§ **What you will do**:
(1) Please list the service buildings that the passage on the prison masterplan names along the street beyond the gatehouse.
(2) Carry on the passage about the prison masterplan, beginning right after its final sentence.

§ **Excerpted text**:
Start of Block
The masterplan sequence starts at the gatehouse, which seems more airport security check than Old Bailey. The security, while high, is for the most part hidden and comes in the form of big electronic locks, cyclone glass and meshes that would be considered fashionable in another context. From the gatehouse, a simple street presents an array of service buildings – administration, classrooms, a mini courthouse, the prison kitchen and a laundry.
Beyond this are the activity and living spaces; these are arranged around a road/path that surrounds a central football oval. The activity spaces vary in scale and form, from 8.5-metre-high outdoor recreation spaces to single-storey dwellings. These buildings are connected with a ribbon-like roof that “ducks and weaves,” providing continuous shelter and shade. This roof is probably the quality most recognizable from IPH’s previous work; it displays the firm’s interest in the way simple roof forms can wrap and morph to create beautiful sections, while still keeping out water and sun. There is a “builder-ly” quality to the robust and simple detailing, while canted and curved columns soften the walkways and give them an organic feel.
The accommodation zone is a series of some seventeen men’s and five women’s houses, each with self-contained kitchens and living rooms. Each house has four to six small bedrooms, and prisoners are responsible for their own cleaning and laundry. There are seven main house types that are classified as minimum-, medium- or maximum- security. The houses are of lightweight steel, Colorbond and compressed sheet, with colours taken from super-pixelated photos of the surrounding bush. The organic interstitial spaces between buildings and the courtyards – some with lawn, some left natural, and connected with fine-grained paths – provide prisoners with views, space and privacy. It is the antithesis of what one would expect in a prison.
End of Block
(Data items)
Start of Block
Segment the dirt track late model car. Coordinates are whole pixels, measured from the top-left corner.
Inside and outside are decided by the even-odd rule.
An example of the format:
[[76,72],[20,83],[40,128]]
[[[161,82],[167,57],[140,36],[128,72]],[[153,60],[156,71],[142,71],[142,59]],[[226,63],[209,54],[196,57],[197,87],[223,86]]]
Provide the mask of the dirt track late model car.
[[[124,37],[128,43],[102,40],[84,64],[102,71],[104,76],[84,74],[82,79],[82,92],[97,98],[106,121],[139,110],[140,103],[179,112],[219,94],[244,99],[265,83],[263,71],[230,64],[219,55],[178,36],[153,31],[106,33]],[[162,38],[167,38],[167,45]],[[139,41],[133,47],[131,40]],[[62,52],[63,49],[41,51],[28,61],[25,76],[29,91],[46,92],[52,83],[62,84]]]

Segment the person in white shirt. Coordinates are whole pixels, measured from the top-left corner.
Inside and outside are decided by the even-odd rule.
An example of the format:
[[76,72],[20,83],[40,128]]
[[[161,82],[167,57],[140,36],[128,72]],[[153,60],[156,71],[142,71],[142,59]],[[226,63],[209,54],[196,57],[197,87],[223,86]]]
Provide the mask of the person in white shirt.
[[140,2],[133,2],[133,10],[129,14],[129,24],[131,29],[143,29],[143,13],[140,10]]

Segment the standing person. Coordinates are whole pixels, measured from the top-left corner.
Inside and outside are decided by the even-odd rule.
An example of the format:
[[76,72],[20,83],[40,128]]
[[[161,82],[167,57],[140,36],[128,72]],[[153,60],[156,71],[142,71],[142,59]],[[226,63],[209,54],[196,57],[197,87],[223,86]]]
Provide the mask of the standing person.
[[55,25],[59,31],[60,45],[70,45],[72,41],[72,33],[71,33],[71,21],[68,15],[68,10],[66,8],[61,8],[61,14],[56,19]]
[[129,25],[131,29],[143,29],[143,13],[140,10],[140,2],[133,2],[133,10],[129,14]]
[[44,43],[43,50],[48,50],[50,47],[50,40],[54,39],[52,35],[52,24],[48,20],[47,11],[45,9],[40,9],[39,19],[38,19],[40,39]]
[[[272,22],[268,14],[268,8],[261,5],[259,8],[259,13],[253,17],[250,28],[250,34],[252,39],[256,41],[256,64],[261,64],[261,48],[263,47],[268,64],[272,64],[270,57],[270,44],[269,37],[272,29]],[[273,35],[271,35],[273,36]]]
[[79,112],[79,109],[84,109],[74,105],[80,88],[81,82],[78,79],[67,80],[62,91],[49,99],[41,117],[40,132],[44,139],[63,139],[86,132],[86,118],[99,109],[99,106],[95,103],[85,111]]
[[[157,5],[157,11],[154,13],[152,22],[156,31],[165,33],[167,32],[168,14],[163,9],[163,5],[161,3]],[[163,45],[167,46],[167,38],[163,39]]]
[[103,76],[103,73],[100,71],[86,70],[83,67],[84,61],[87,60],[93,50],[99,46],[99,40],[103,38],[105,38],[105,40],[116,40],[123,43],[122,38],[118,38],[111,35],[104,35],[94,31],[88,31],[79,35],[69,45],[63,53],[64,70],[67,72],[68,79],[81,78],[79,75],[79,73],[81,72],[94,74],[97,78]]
End of Block
§ **Outputs by task**:
(1) Administration, classrooms, a mini courthouse, the prison kitchen, a laundry

(2)
Woven mesh stainless-steel screens create sleepouts, provide continuous ventilation and deal with super-sized mosquitoes, but allow each house to be locked down if and when required. Again, the signature roof forms rigorously and playfully keep out the sun and rain, and create a decidedly un-institutional feel.
This raises another great achievement of this project: the skill with which these buildings have been normalized and the prison security, so oppressive to the soul, has been made invisible. Beneath the ground is a maze of cabling linking each building back to a centralized control room – each room can be locked remotely, while cameras keep an eye on things without intruding.
The task of servicing such a remote place is complex. Water and power has been brought from the nearby town, while a comprehensive blackwater system diverts water back onto the oval and lawns via a sub-soil irrigation system. Solar PV cells power the gatehouse.
Prisoners and prison officers walk the grounds together, prisoners work and maintain the grounds, vegetable gardens are springing up in corners and the strains of acoustic guitars can be heard, but it is probably too soon to know whether the social experiment that is West Kimberley Regional Prison is a success. This will depend on how it is managed and resourced. However, TAG/IPH’s thoroughness, passion and dedication to the prosecution of its brief has given the facility every possible chance.